Responda às perguntas a seguir com base no texto sobre Lula e a Frente Ampla.
(a) Em que data Lula foi preso?
(b) Segundo Roberto Freire, de onde vinha a principal dificuldade para a criação da Frente?
(c) Que medida Lula defende para atender aos interesses imediatos da população empobrecida?

------ TRECHO PARA LEITURA

Lula foi preso no dia 7 de abril de 2018, após se entregar à Polícia Federal no Sindicato dos Metalúrgicos do ABC em São Bernardo do Campo. Saiu da prisão em 8 de novembro de 2019, após 10 meses de Bolsonaro no poder. Com Lula ainda preso, a condução já desastrosa do governo no seu primeiro ano gerou a proposta de uma “Frente Ampla” de oposição ao mesmo.

Em 2020, a péssima condução no enfrentamento da pandemia reforçou a ideia. Entre seus principais proponentes, uma explicação das dificuldades em construir a Frente foi consensual: o grande empecilho à criação da mesma seria a intransigência de Lula e do PT, que não queriam aderir a ela. Ainda em agosto de 2019, o sr. Roberto Freire declarava que a principal dificuldade vinha “do PT e partidos satélites” que, aliás, ele considerava os principais responsáveis pela eleição de Bolsonaro.

Essa interpretação durou até novembro, quando Lula foi solto e imediatamente ocupou o centro da cena política de oposição a Bolsonaro. A Frente na qual Lula seria apenas um ator a mais, além de periférico, reconfigurou-se com ele no papel central. Essa nova configuração se consolidou com a atuação doméstica e internacional de Lula, bem como com as sucessivas pesquisas de opinião nas quais ele passou a sustentar até o momento uma confortável liderança. O fato é que temos agora em construção uma “nova” Frente ou, se preferir, uma Frente em outros termos. É muito provável que este cenário político defina o campo da oposição até as eleições presidenciais.

Lula tem se movimentado em várias direções. À população empobrecida, desempregada ou precarizada aferra-se na defesa do atendimento aos seus interesses concretos e imediatos como as transferências diretas de renda, mesmo as francamente eleitoreiras.

Aos trabalhadores sindicalizados vem promovendo uma reinserção das centrais sindicais na vida política extra corporativa, o que não acontecia há muito tempo. Também cumpre papel relevante na campanha pela vacinação e pelas medidas não-farmacológicas adequadas contra a Covid.

No plano internacional, dedica-se a modificar a péssima imagem do Brasil, tendo sido recebido em vários países como um estadista, o que também projeta internamente uma tomada de posição no campo da defesa da democracia.  E, finalmente e não menos importante, procura ampliar sua base de apoio eleitoral com conversas com lideranças de vários partidos localizados não apenas no campo da esquerda do espectro político, mas indo ousadamente além.

Como tudo leva a crer, ao deixar o poder após quatro anos, o governo central revelará a todos um país destroçado: social, econômica, institucional, política e ambientalmente destroçado. Além disso, deixará também uma herança cultural baseada em uma retórica de violência e de ódio que compõe uma ideologia de extrema direita com ramificações internacionais.

Entendo que o processo de reconstrução do Brasil, seja na herança objetiva (sócio-econômica-institucional-ambiental, etc.) seja na subjetiva (a cultura de extrema direita), demandará um tempo que vai além de apenas um novo período presidencial de oposição. Portanto, os movimentos políticos que Lula vem fazendo hoje e que provavelmente continuarão durante toda a campanha, terão que subsistir também durante o seu provável governo e, talvez, além de 2026.

------------
------ INFORMAÇÕES EXTRAÍDAS

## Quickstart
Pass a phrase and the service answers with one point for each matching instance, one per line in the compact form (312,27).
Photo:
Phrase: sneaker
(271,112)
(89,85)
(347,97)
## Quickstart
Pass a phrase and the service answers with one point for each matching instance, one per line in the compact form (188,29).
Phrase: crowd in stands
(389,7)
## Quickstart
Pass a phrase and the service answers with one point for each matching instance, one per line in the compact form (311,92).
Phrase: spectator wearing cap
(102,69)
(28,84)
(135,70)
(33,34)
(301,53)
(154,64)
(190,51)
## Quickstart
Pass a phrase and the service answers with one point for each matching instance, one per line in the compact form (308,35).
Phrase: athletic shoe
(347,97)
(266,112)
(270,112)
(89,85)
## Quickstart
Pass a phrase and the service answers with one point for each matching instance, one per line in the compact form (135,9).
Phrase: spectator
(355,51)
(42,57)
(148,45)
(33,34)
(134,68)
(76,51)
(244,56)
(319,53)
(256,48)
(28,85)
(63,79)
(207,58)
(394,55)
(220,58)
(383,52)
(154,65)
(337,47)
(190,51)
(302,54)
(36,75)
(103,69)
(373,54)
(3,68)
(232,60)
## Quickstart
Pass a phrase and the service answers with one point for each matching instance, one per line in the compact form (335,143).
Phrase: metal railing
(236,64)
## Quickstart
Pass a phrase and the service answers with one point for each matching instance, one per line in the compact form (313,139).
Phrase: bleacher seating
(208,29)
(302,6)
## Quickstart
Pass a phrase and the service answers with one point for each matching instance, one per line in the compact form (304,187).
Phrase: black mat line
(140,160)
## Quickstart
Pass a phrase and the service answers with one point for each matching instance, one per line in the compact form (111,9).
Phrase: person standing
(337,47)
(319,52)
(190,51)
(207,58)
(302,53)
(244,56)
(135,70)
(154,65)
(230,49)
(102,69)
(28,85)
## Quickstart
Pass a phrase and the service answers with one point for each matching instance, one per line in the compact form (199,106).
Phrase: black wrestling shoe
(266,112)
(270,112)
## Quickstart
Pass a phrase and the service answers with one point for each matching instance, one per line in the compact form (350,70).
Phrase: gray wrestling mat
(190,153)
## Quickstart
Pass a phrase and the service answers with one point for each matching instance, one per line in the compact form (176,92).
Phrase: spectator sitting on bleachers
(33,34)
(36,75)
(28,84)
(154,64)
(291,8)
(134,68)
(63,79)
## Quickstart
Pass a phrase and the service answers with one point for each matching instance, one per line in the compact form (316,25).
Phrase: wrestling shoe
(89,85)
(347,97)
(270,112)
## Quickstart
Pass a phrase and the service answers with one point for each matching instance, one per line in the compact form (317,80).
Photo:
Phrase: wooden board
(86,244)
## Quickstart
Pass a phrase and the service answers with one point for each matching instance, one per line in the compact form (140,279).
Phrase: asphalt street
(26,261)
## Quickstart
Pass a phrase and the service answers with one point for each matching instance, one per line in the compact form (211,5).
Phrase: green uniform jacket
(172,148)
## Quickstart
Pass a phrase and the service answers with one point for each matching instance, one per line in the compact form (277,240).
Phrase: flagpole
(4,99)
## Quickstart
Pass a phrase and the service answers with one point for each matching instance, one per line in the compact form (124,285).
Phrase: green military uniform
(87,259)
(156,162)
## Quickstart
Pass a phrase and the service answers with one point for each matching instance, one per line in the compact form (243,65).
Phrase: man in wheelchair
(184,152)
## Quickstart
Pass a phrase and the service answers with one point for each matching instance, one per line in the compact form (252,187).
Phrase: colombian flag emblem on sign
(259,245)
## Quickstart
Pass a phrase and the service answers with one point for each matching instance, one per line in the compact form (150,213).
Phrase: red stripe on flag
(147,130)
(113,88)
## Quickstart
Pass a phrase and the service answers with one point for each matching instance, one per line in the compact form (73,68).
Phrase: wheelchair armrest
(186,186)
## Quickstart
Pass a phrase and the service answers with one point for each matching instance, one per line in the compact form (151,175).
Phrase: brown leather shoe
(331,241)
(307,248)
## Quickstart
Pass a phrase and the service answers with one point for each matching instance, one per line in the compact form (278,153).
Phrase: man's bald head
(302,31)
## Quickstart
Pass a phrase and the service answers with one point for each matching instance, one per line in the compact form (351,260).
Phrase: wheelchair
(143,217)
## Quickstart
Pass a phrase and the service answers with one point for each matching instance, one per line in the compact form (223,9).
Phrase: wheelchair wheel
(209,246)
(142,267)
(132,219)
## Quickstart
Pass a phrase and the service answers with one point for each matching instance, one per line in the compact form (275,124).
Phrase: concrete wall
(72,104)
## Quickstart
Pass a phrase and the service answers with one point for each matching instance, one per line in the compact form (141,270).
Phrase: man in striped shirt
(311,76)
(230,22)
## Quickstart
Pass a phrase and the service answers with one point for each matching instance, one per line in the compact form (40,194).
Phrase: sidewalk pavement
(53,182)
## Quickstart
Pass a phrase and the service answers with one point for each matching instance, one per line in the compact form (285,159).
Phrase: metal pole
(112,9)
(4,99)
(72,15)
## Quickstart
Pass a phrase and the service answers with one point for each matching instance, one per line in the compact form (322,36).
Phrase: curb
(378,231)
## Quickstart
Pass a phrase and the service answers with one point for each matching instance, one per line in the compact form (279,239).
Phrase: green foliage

------------

* _RESULTADO DO EXERCÍCIO_:
(a) Em 7 de abril de 2018.
(b) Do PT e dos "partidos satélites".
(c) As transferências diretas de renda.